---------- TEXTE EXTRAIT ----------
« Frappez(-les) au-dessus des cous » est le second verset mentionné par Onfray pour indiquer le « caractère barbare » du Coran et apparait dans deux sourates. Tout d’abord, dans le douzième verset de la sourate ‘Le Butin’ :
« Et ton Seigneur révéla aux Anges : “Je suis avec vous : affermissez donc les croyants. Je vais jeter l’effroi dans les cœurs des mécréants. Frappez donc au-dessus des cous [1] et frappez-les sur tous les bouts des doigts. » [8/12]
En citant ce verset, Michel Onfray pense avoir obtenu une victoire éclatante dans son offensive brutale qui vise l’Islam. Il semble persuadé d’avoir trouvé un verset qui incite les musulmans à tuer les non-musulmans dans l’absolu, quand et comme ils veulent. Or, en reprenant la sourate de son début, on s’aperçoit très vite que le verset ne dit ni ne sous-entend ce que prétend Onfray. Plutôt, on comprend nettement qu’il s’agit d’une injonction prononcée dans une situation de guerre où les deux camps, musulmans et polythéistes, se trouvaient face à face avec leurs épées.
----------
CONSIGNES:
Recopiez intégralement le texte extrait ci-dessus, mot pour mot, s'il vous plaît.
---------- MATÉRIEL FOURNI ----------
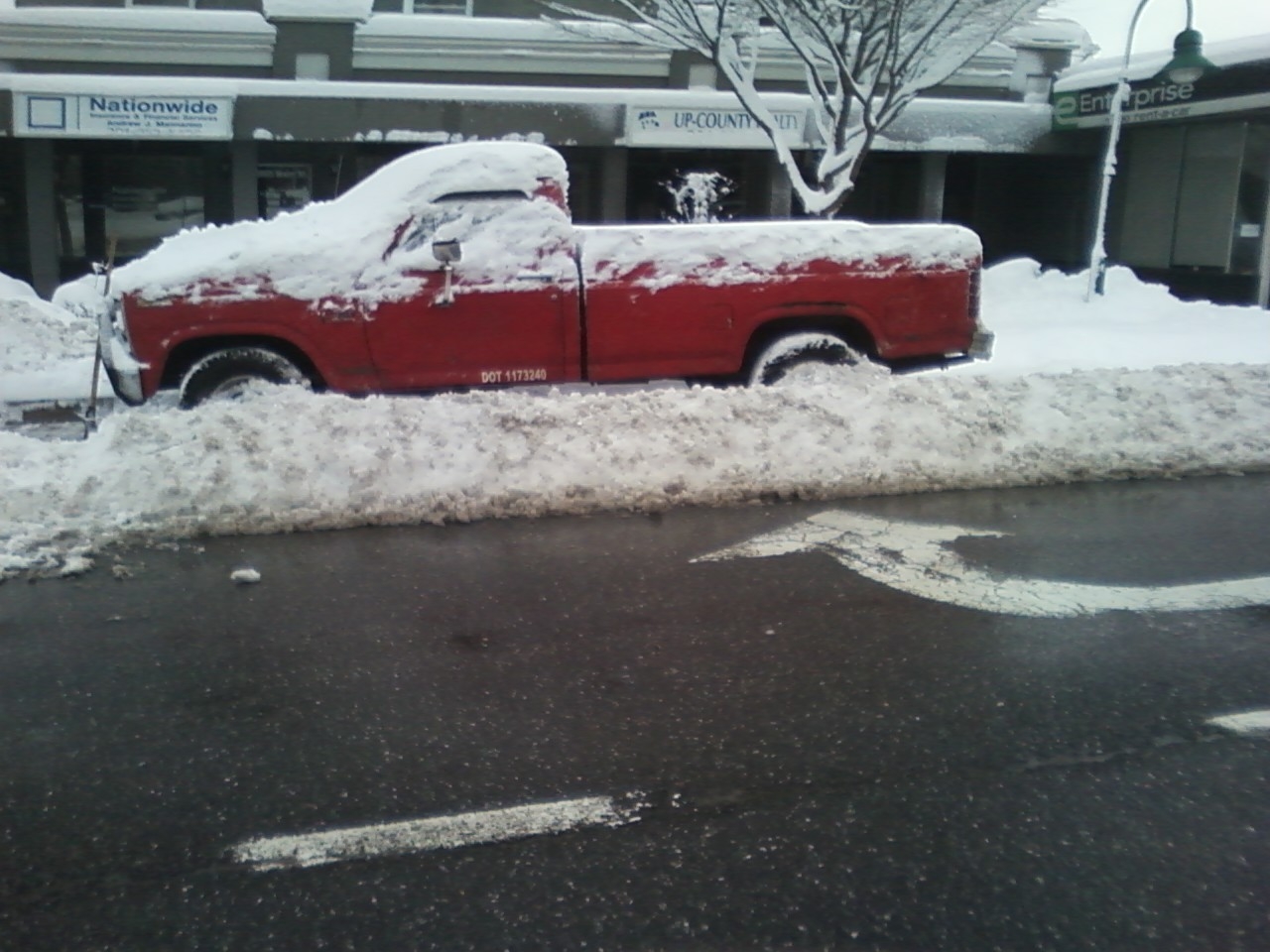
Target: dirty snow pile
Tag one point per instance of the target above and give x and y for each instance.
----------
RÉPONSE ÉCRITE:
« Frappez(-les) au-dessus des cous » est le second verset mentionné par Onfray pour indiquer le « caractère barbare » du Coran et apparait dans deux sourates. Tout d’abord, dans le douzième verset de la sourate ‘Le Butin’ :
« Et ton Seigneur révéla aux Anges : “Je suis avec vous : affermissez donc les croyants. Je vais jeter l’effroi dans les cœurs des mécréants. Frappez donc au-dessus des cous [1] et frappez-les sur tous les bouts des doigts. » [8/12]
En citant ce verset, Michel Onfray pense avoir obtenu une victoire éclatante dans son offensive brutale qui vise l’Islam. Il semble persuadé d’avoir trouvé un verset qui incite les musulmans à tuer les non-musulmans dans l’absolu, quand et comme ils veulent. Or, en reprenant la sourate de son début, on s’aperçoit très vite que le verset ne dit ni ne sous-entend ce que prétend Onfray. Plutôt, on comprend nettement qu’il s’agit d’une injonction prononcée dans une situation de guerre où les deux camps, musulmans et polythéistes, se trouvaient face à face avec leurs épées.